This following information is from College of Integrated Chinese Medicine conditions notes and is being used as placeholder text as this page is being developed October - November 2021
Irritable bowel syndrome (IBS) (Kumar, 5th edition, page 326)
Kumar also calls this condition "functional bowel disease". This means that the symptoms have no physically measurable cause, and treatment can only be targeted at the symptoms. In IBS the bowel tends to contract over-forcefully. This tight contraction is called "spasm".
Symptoms of IBS include constipation, diarrhoea which can alternate with each other, and gripy abdominal pain. The stools in IBS are often described as like sheep or rabbit droppings or like ribbons.

## TASK DETAILS
In the notes on irritable bowel syndrome, what name is given to the tight contraction of the bowel? The lines that come next have no connection to the notes on irritable bowel syndrome.

## RECORDED INFORMATION
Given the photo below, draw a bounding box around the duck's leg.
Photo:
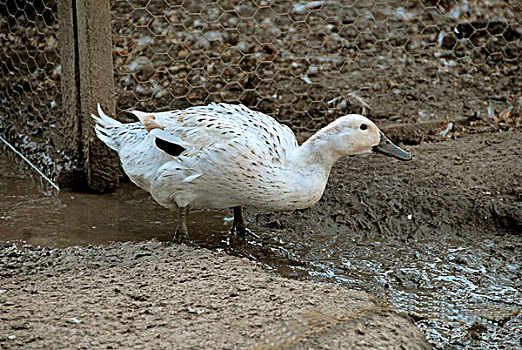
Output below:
[230,206,250,236]
[173,205,190,243]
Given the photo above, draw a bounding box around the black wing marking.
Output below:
[155,137,186,157]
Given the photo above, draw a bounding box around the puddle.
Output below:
[0,156,522,349]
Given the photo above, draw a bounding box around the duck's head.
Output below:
[323,114,412,160]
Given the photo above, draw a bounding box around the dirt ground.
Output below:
[0,242,429,349]
[0,127,522,349]
[0,0,522,349]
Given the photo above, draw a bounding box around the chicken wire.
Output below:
[0,0,60,187]
[111,0,522,131]
[0,0,522,165]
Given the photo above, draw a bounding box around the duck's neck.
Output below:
[292,126,342,174]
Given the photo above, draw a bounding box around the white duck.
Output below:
[92,103,411,241]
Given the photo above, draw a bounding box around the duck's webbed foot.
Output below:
[229,207,258,238]
[172,205,190,244]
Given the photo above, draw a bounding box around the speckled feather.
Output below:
[93,103,398,210]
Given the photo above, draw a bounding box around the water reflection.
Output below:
[0,154,522,349]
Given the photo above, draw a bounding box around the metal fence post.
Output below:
[58,0,119,192]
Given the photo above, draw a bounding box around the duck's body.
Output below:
[93,103,409,241]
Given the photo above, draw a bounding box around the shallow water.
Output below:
[0,154,522,349]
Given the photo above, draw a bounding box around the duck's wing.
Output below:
[133,103,297,166]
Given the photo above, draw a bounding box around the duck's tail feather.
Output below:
[91,104,123,152]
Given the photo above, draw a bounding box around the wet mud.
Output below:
[0,129,522,349]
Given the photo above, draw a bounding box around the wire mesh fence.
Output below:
[0,0,522,187]
[0,0,61,190]
[111,0,522,131]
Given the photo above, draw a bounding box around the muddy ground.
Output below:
[0,130,522,349]
[0,242,429,349]
[0,0,522,349]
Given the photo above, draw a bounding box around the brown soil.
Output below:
[0,131,522,349]
[0,242,429,349]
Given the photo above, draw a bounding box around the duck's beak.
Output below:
[372,130,412,160]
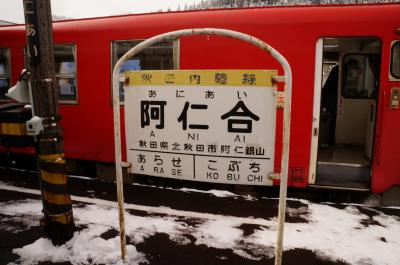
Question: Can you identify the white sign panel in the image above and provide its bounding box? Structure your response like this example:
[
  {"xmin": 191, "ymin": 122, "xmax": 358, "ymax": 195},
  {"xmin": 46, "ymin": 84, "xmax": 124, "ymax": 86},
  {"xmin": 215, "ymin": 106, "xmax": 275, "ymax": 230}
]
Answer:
[{"xmin": 125, "ymin": 70, "xmax": 276, "ymax": 185}]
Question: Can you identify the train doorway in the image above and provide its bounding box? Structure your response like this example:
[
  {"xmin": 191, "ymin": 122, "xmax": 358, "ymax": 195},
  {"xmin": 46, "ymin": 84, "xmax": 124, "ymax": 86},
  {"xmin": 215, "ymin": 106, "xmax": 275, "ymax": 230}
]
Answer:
[{"xmin": 314, "ymin": 38, "xmax": 381, "ymax": 190}]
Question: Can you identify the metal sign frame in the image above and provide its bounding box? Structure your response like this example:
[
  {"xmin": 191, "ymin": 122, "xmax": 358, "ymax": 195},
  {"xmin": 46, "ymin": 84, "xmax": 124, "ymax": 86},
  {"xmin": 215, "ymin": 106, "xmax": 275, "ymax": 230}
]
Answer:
[{"xmin": 113, "ymin": 28, "xmax": 292, "ymax": 265}]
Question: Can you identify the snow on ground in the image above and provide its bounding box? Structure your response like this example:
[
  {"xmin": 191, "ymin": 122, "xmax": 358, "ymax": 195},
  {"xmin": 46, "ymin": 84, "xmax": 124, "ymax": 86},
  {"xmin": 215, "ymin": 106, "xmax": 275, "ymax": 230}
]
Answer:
[{"xmin": 0, "ymin": 193, "xmax": 400, "ymax": 265}]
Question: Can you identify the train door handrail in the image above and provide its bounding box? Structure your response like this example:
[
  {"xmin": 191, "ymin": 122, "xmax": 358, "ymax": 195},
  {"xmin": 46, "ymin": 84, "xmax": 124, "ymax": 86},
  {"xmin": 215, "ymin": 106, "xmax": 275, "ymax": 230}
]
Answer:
[{"xmin": 113, "ymin": 28, "xmax": 292, "ymax": 265}]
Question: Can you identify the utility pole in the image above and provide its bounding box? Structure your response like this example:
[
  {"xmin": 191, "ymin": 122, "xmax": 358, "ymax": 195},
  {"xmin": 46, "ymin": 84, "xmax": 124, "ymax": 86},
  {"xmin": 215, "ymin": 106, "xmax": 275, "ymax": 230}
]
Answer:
[{"xmin": 23, "ymin": 0, "xmax": 75, "ymax": 245}]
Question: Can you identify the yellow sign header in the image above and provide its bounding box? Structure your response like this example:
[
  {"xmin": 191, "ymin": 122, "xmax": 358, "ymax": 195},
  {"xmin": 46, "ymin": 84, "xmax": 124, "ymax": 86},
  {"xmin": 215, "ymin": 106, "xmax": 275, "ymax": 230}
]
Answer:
[{"xmin": 125, "ymin": 70, "xmax": 278, "ymax": 87}]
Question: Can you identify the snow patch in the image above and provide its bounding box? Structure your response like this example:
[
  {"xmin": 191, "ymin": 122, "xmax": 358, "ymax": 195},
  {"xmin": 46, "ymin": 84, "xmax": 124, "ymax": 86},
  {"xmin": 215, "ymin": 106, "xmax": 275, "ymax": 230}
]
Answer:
[{"xmin": 13, "ymin": 224, "xmax": 146, "ymax": 265}]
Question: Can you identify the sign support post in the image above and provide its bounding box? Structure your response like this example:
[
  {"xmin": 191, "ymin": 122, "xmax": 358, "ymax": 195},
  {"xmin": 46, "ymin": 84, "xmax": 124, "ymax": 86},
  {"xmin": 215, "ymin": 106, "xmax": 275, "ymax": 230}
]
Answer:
[{"xmin": 113, "ymin": 28, "xmax": 292, "ymax": 265}]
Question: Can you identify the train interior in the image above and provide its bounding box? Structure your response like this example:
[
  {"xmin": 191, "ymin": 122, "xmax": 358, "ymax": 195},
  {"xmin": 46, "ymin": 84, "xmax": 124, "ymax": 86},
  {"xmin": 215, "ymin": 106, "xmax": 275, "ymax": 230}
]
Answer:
[{"xmin": 315, "ymin": 38, "xmax": 381, "ymax": 189}]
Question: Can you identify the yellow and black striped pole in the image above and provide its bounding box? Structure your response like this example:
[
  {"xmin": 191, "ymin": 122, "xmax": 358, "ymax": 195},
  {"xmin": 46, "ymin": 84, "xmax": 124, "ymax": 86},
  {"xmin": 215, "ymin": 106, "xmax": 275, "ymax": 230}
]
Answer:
[{"xmin": 24, "ymin": 0, "xmax": 75, "ymax": 245}]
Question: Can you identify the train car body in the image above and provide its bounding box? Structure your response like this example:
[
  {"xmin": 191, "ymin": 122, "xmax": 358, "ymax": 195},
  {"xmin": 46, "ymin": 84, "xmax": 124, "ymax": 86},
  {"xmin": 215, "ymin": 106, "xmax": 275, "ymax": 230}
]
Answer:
[{"xmin": 0, "ymin": 4, "xmax": 400, "ymax": 192}]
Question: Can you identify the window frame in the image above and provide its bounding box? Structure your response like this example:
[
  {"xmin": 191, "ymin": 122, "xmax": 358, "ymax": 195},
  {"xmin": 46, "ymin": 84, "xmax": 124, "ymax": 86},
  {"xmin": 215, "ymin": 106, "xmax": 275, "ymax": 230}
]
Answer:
[
  {"xmin": 0, "ymin": 46, "xmax": 12, "ymax": 102},
  {"xmin": 389, "ymin": 40, "xmax": 400, "ymax": 81},
  {"xmin": 340, "ymin": 52, "xmax": 382, "ymax": 100},
  {"xmin": 24, "ymin": 42, "xmax": 79, "ymax": 105},
  {"xmin": 110, "ymin": 39, "xmax": 180, "ymax": 106}
]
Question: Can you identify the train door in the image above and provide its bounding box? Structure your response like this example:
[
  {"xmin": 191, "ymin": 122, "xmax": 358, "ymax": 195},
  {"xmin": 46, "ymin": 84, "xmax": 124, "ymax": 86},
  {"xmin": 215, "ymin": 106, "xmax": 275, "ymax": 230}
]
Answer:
[{"xmin": 310, "ymin": 38, "xmax": 381, "ymax": 190}]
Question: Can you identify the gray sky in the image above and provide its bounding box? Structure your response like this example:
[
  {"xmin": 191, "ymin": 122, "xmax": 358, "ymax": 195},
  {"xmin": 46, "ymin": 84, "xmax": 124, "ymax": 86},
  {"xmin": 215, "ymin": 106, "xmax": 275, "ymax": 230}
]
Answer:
[{"xmin": 0, "ymin": 0, "xmax": 200, "ymax": 23}]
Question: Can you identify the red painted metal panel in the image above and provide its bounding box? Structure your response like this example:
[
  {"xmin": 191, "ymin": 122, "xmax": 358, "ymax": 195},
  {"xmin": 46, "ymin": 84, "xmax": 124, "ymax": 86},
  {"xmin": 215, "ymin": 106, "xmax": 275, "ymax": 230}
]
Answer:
[{"xmin": 0, "ymin": 5, "xmax": 400, "ymax": 192}]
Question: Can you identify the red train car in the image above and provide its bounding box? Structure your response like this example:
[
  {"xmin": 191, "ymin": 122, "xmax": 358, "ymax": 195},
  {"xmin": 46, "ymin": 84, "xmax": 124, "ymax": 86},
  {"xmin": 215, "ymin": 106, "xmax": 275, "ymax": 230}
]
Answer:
[{"xmin": 0, "ymin": 4, "xmax": 400, "ymax": 192}]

## EXERCISE ANSWER
It is called "spasm."